PROBLEM STATEMENT » Quote word for word the part of the text below on the Ohio abortion billboards that runs from "Great work to" up to and including "utilize their services?".

DOCUMENT TEXT »
********************
These signs were posted on billboards and in bus stops in response to ads by Preterm, the largest female health and abortion clinic in the state, which had signs with phrases like “abortion is sacred,” “abortion is a second chance,” “abortion is gender equality," "abortion is life saving" and “abortion is right for me.”
According to Preterm's director of development and communications, Nancy Starner, "We want to push people to think about abortion in new, diverse ways with these billboards," she stated in a press release. "We want the people in our community who have had abortions to know that they're not alone."
Great work to the Radiance Foundation @lifehaspurpose for putting up these powerful billboards in Ohio to spread the truth about abortion's harm to society.https://t.co/BhwECRgRUp pic.twitter.com/DZRESsDUgA— Lila Rose (@LilaGraceRose) February 5, 2018
The black and white billboards are the brainchild of Coalition of Life Cleveland and The Radiance Project, a faith-based anti-abortion group from Akron. This organization believes that abortion is a way of committing "black genocide", and has labeled the NAACP the “National Association for the Abortion of Colored People.”
Ohio Department of Health, Cuyahoga County residents receiving abortions are overwhelmingly people of color. By putting the pro-choice billboards in black neighborhoods, is this a sign of systemic racism or is this a healthcare center catering to the communities that frequently utilize their services?
********************
Collected data
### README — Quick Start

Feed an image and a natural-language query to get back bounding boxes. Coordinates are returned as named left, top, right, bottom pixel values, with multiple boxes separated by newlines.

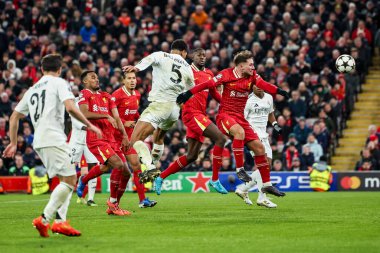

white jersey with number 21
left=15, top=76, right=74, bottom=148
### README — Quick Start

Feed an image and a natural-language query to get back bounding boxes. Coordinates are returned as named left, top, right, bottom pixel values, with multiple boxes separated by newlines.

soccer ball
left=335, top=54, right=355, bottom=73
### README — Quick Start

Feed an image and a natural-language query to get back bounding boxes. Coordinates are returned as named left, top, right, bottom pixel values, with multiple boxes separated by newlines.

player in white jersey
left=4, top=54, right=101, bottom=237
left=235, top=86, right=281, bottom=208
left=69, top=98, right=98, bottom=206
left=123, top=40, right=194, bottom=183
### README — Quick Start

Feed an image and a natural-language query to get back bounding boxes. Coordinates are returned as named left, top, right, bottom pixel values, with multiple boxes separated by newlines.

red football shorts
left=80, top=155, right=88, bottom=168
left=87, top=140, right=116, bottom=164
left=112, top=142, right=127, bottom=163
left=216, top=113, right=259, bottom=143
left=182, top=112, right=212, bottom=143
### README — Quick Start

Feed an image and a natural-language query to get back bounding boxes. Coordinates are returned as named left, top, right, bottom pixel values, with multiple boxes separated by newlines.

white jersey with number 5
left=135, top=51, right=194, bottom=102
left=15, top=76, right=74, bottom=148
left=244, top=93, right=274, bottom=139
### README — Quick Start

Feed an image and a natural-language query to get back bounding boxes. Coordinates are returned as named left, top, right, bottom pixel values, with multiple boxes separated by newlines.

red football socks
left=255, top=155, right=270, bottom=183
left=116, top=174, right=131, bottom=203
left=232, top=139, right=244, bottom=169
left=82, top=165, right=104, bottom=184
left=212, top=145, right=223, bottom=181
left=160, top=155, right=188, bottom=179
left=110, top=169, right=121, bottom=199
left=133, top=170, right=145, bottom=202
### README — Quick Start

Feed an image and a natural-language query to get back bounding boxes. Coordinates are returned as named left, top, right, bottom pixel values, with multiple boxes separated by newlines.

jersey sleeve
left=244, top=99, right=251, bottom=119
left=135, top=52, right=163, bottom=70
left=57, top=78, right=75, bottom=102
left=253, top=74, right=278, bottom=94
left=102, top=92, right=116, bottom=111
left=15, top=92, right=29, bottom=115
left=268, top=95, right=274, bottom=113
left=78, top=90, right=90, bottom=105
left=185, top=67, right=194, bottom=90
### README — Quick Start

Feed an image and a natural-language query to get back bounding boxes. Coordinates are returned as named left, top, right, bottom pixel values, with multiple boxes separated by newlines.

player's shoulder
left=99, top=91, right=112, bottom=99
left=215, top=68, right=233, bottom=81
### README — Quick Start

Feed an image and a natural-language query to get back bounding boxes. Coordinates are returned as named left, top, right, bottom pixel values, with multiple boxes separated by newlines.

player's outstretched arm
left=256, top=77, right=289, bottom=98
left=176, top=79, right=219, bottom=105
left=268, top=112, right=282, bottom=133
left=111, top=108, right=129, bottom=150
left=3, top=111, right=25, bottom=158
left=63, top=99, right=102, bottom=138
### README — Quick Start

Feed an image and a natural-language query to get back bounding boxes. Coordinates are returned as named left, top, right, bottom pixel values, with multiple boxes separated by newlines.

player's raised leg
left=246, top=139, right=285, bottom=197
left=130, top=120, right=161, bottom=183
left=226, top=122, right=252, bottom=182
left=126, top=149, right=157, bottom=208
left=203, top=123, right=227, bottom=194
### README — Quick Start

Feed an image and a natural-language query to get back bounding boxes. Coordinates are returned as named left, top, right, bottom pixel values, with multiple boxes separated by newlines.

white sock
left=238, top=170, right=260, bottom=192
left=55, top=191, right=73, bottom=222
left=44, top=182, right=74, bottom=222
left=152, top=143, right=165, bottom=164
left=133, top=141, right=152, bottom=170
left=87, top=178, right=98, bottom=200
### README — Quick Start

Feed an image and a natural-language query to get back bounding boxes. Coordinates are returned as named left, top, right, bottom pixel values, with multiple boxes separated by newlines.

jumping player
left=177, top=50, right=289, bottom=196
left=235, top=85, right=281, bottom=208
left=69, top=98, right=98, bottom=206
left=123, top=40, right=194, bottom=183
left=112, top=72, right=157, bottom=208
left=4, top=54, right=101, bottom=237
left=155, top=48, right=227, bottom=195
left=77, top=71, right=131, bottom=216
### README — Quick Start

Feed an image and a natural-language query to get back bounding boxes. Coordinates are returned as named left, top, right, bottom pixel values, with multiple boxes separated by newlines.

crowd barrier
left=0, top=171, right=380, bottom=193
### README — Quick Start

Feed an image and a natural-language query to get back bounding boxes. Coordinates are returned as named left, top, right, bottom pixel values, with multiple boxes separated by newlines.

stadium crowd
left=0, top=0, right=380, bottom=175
********************
ANSWER TO THIS EXERCISE »
Great work to the Radiance Foundation @lifehaspurpose for putting up these powerful billboards in Ohio to spread the truth about abortion's harm to society.https://t.co/BhwECRgRUp pic.twitter.com/DZRESsDUgA— Lila Rose (@LilaGraceRose) February 5, 2018
The black and white billboards are the brainchild of Coalition of Life Cleveland and The Radiance Project, a faith-based anti-abortion group from Akron. This organization believes that abortion is a way of committing "black genocide", and has labeled the NAACP the “National Association for the Abortion of Colored People.”
Ohio Department of Health, Cuyahoga County residents receiving abortions are overwhelmingly people of color. By putting the pro-choice billboards in black neighborhoods, is this a sign of systemic racism or is this a healthcare center catering to the communities that frequently utilize their services?